▶ _What is needed_
Rescale the data from the line that has "belt in the photo above." through the final line, reproducing every line, requests included. Multiply each point coordinate in the answers by 2.2 and round it to a whole number, with halves rounded up.
---------- Given records
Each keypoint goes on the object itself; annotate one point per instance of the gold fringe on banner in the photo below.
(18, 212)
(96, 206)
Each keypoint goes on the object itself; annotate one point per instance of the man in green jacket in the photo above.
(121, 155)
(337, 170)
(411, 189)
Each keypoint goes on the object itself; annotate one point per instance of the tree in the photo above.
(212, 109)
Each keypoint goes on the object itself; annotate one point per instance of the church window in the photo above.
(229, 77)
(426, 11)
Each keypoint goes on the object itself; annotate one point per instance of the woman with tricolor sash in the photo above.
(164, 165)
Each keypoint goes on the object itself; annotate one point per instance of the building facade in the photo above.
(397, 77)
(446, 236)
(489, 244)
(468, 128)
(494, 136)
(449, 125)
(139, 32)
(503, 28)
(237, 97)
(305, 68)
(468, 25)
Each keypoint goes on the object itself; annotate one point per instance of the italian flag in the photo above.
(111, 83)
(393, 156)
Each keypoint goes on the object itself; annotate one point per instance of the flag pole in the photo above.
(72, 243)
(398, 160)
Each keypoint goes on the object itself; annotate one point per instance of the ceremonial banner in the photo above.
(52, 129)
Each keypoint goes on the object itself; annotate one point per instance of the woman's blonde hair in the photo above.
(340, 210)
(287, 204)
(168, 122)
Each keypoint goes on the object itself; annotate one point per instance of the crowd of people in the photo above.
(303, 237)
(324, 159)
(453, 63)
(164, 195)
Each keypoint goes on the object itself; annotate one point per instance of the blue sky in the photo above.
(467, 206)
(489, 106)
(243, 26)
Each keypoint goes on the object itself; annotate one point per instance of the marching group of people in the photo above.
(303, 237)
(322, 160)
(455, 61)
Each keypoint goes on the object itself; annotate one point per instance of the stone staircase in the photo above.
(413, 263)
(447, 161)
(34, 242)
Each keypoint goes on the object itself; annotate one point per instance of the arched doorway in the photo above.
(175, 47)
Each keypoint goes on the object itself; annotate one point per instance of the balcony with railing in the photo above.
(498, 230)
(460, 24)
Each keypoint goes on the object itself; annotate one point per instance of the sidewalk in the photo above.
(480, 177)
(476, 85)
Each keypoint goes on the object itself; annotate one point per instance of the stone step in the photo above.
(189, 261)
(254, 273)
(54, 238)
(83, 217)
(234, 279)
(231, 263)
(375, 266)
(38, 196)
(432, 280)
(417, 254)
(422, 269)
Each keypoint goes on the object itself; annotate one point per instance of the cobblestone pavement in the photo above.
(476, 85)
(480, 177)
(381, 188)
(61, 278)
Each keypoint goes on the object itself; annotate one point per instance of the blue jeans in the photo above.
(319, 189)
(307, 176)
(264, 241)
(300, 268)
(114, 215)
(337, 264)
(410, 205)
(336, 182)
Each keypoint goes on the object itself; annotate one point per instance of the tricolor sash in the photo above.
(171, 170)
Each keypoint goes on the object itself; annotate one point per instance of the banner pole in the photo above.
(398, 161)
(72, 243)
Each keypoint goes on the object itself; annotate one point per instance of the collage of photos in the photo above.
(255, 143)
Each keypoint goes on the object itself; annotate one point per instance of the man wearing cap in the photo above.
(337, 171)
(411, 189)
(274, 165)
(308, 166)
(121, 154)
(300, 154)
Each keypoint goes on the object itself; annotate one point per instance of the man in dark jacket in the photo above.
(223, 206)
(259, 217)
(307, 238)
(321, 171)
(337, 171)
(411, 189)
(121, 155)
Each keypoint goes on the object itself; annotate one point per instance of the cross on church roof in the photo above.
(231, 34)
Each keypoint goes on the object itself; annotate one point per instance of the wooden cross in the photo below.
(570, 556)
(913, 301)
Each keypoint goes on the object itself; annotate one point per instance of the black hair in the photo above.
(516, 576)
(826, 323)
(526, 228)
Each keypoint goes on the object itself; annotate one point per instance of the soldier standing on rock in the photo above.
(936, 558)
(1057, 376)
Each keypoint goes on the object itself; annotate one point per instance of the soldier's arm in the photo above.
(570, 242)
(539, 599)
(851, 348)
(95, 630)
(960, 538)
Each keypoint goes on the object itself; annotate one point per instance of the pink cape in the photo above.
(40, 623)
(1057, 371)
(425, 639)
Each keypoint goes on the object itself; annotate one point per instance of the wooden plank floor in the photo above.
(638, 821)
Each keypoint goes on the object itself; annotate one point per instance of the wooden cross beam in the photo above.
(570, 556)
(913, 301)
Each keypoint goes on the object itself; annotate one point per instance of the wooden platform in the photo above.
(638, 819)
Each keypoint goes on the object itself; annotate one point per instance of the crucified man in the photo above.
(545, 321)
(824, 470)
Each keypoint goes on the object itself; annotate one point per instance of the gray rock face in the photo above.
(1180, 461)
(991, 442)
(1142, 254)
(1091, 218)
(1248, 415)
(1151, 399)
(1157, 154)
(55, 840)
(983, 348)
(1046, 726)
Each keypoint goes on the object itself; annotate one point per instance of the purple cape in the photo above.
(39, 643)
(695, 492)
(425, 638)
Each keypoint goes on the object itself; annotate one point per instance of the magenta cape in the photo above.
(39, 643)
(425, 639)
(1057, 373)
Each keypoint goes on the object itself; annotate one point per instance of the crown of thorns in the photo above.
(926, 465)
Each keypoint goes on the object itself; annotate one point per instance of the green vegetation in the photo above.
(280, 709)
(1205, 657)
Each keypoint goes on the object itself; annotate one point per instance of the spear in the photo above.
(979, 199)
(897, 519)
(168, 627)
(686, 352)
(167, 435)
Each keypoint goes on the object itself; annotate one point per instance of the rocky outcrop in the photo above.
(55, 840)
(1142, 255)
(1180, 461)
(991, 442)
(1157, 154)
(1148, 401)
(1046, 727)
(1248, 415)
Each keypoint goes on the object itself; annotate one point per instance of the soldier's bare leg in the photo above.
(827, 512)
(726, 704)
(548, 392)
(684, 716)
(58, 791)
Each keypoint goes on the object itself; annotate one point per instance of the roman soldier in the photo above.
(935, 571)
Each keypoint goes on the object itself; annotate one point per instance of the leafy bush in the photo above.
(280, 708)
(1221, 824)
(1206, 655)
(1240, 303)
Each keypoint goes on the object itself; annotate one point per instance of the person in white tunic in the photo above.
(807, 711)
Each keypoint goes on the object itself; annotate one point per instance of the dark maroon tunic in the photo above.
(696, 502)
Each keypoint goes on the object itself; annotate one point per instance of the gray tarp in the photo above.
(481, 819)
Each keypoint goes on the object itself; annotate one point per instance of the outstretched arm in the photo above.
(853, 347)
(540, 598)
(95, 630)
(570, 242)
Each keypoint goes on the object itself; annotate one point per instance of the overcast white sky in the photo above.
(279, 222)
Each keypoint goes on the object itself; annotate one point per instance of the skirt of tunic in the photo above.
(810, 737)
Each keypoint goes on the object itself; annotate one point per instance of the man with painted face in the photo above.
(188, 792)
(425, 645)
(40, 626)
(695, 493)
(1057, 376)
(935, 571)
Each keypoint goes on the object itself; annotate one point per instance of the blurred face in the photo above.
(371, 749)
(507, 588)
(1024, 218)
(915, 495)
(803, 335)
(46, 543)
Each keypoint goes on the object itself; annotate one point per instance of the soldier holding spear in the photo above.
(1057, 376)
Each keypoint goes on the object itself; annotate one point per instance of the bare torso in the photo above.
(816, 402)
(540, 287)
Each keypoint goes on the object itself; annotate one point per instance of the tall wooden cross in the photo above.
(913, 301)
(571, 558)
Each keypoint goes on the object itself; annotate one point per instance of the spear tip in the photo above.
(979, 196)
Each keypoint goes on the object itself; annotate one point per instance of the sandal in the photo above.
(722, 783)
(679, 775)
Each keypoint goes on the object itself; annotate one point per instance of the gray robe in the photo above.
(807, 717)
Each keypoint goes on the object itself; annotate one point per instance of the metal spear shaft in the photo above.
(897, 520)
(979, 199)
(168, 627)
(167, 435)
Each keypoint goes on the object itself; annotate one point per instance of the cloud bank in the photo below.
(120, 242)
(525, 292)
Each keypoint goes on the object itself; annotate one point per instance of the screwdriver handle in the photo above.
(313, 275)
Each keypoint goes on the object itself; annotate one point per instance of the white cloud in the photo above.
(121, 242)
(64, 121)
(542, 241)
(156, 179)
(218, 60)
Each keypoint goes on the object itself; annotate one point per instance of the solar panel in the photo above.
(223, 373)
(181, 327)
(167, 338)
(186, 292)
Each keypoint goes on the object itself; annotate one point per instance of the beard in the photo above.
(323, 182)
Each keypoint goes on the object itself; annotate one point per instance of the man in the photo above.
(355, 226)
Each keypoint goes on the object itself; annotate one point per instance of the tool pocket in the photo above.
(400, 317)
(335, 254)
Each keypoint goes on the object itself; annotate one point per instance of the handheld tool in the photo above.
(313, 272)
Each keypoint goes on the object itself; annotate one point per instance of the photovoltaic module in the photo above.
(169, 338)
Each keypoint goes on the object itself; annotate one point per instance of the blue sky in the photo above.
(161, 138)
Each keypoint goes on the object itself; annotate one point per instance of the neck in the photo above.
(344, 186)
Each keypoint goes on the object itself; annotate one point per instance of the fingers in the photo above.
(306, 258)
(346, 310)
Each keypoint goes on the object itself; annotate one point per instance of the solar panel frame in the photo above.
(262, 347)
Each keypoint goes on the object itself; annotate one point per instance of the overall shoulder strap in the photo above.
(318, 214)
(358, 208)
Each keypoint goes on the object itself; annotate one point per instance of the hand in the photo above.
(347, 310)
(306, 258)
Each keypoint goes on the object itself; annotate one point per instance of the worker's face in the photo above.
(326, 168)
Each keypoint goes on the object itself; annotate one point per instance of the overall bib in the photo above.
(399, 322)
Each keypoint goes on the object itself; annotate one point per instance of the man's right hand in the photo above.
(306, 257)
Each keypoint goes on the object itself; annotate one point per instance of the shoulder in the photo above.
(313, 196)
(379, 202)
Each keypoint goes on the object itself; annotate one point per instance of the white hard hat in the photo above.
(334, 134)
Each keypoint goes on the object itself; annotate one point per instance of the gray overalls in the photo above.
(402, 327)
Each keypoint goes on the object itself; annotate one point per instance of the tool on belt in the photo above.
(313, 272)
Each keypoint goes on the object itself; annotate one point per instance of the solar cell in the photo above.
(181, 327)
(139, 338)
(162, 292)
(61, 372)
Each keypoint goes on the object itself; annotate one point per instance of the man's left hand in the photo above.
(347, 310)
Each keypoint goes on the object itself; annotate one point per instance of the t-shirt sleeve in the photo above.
--------------------
▶ _Correct response_
Each keypoint goes on the object itself; annotate one point per instance of the tool on belt in the photo above.
(689, 598)
Each keypoint goes on the object itself; annotate one point per instance of the solar cell in the photo above.
(398, 719)
(306, 744)
(356, 642)
(134, 818)
Each keypoint goes on the object itself; annotate one point per instance of the man's left hand in the photo above.
(763, 682)
Each keypoint goes on the object itself; annotate one point per instance of the t-shirt sleeve in the photo above.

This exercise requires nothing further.